--- start of Supplied material ---

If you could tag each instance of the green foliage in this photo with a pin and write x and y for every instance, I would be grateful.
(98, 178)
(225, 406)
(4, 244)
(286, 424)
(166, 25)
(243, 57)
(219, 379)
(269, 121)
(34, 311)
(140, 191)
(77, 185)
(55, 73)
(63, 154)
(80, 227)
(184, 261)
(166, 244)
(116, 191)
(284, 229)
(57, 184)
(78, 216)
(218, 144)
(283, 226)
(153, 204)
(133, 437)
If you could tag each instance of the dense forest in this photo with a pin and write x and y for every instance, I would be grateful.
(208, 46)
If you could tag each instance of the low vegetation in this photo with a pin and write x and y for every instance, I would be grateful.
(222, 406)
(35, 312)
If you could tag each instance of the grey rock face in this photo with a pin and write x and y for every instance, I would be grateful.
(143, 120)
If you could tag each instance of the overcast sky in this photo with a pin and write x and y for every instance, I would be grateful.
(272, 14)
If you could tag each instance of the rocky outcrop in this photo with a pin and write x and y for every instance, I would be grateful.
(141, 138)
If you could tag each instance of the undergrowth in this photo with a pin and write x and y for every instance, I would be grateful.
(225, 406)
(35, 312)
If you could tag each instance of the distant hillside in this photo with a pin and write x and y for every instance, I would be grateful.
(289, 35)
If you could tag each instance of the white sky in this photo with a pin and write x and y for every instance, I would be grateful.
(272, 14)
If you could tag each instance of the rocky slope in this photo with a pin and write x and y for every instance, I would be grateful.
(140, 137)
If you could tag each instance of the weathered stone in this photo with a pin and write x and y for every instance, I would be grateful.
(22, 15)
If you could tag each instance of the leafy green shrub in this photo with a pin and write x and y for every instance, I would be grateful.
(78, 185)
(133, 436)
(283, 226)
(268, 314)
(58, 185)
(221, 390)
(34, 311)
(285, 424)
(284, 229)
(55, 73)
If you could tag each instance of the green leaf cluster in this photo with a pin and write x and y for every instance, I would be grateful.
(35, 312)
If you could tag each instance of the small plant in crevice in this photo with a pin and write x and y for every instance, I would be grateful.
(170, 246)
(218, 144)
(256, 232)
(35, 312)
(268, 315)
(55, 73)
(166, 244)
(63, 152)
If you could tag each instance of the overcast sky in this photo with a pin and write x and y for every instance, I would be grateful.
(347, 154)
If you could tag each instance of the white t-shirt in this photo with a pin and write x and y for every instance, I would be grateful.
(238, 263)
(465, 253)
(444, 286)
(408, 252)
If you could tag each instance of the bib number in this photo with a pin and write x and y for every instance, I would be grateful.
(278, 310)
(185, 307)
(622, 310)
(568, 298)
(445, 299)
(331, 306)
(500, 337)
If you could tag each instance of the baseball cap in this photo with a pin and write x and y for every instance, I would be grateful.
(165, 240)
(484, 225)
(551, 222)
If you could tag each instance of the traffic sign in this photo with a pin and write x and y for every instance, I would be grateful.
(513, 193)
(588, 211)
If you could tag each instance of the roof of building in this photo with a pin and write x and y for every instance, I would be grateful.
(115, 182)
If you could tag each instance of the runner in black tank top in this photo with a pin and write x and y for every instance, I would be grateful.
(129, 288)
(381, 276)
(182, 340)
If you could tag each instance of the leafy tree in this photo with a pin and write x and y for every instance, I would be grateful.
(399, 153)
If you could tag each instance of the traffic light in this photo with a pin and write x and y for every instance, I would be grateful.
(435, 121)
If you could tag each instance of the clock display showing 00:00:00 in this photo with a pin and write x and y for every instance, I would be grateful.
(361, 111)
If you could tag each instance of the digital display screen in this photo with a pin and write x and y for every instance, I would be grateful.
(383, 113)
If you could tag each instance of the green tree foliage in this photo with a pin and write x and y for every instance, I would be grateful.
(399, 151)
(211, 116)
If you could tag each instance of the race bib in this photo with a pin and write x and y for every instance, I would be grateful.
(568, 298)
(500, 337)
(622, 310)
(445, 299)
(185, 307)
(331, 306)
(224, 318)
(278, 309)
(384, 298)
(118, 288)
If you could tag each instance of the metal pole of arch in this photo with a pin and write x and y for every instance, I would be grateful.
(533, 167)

--- end of Supplied material ---

What is expected :: Write every entry out again exactly.

Full response ::
If you could tag each instance of the green foliage in this photo with a pin and write x and y for every instance, I would be grateful.
(98, 178)
(225, 406)
(4, 244)
(286, 424)
(166, 25)
(243, 57)
(219, 379)
(269, 121)
(34, 311)
(140, 191)
(77, 185)
(55, 73)
(63, 154)
(80, 227)
(184, 261)
(166, 244)
(116, 191)
(284, 229)
(57, 184)
(78, 216)
(218, 144)
(283, 226)
(153, 204)
(133, 437)
If you could tag each instance of the dense forest in this photo with a pin and write x and y for every instance, I would be grateful.
(208, 46)
If you could tag each instance of the low vegetation in this photo with a pin and write x and y for every instance, I would be grateful.
(222, 406)
(35, 312)
If you could tag each instance of the grey rock face in this photo with a pin and write x and y for every instance, I would be grateful.
(143, 120)
If you could tag each instance of the overcast sky in this photo with a pin and write x and y for every instance, I would be grateful.
(272, 14)
If you could tag each instance of the rocky outcrop in this photo with a pin and write x and y for every instance, I would be grateful.
(141, 138)
If you could tag each instance of the undergrowth in this photo with a pin and write x and y for every instance, I would be grateful.
(225, 406)
(35, 312)
If you could tag each instance of the distant hillside in this photo with a pin and write x and y for every instance, I would be grateful.
(289, 35)
If you could tag each instance of the white sky in this photo with a pin and write x and y for every instance, I would be grateful.
(272, 14)
If you could tag each instance of the rocky slope in this photo with a pin and write x and y for every instance, I would be grateful.
(140, 137)
If you could tag each instance of the weathered stone in this photo with a pin and write x and y for every instance, I would be grateful.
(22, 15)
If you could tag each instance of the leafy green shrub in this photo with a pin and write x and y for every instance, I would be grateful.
(78, 185)
(133, 436)
(283, 226)
(268, 314)
(58, 185)
(221, 390)
(34, 311)
(285, 424)
(284, 229)
(55, 73)
If you could tag each instance of the green leaf cluster in this photo with a pin and write x and y for every instance, I would be grateful.
(35, 312)
If you could tag each instance of the small plant in crevice in this photo with a pin and write x and y for every instance, I would be grateful.
(170, 246)
(218, 144)
(256, 232)
(35, 312)
(268, 315)
(55, 73)
(166, 244)
(63, 152)
If you could tag each instance of the overcast sky in this photo with a pin and write x and y for every instance, I would be grateful.
(347, 154)
If you could tag each instance of the white t-shirt in this photo with a pin and write x and y for every instance, I would be grateful.
(238, 263)
(465, 253)
(444, 286)
(408, 252)
If you could tag each instance of the bib number in this photo with a pin and write x and y for every instance, I would be grateful.
(278, 310)
(185, 307)
(622, 310)
(568, 298)
(445, 299)
(331, 306)
(500, 337)
If you could tag each instance of the baseball cap in this photo with a pin and write x and y for every instance, I would be grateful.
(165, 240)
(484, 225)
(551, 222)
If you could tag each instance of the traffic sign in this photo with a pin and write x and y for every instance, I would be grateful.
(513, 193)
(588, 211)
If you could tag each instance of the roof of building in this photo with a pin and write x and y for every instance, I would be grateful.
(115, 182)
If you could tag each instance of the runner in black tank top in this photo with a pin and write x and y for every instance, I would be grateful.
(129, 288)
(381, 276)
(182, 340)
If you could tag each instance of the leafy tree in this photo with a pin and write x and y for every instance, I would be grateful.
(399, 153)
If you could tag each instance of the traffic light in this photo with a pin and write x and y for every instance, I would be grateful.
(435, 121)
If you could tag each instance of the clock display showing 00:00:00 in this photo with a pin and write x and y for every instance, I would be grateful.
(361, 111)
If you could tag each instance of the digital display screen in this photo with a pin and write x and y for every instance, I would be grateful.
(383, 113)
If you could tag each instance of the green tree foliage in this photo with a pin and write x and y for every instance, I would be grateful.
(399, 151)
(211, 116)
If you could tag each instance of the race bib in this photo with a pin and write x and y for every instance, I would be grateful.
(568, 298)
(500, 337)
(622, 310)
(445, 299)
(185, 307)
(331, 306)
(224, 318)
(278, 309)
(384, 298)
(118, 288)
If you could tag each instance of the metal pole of arch in this photo with a pin and write x and y for every instance, I would be grateful.
(533, 167)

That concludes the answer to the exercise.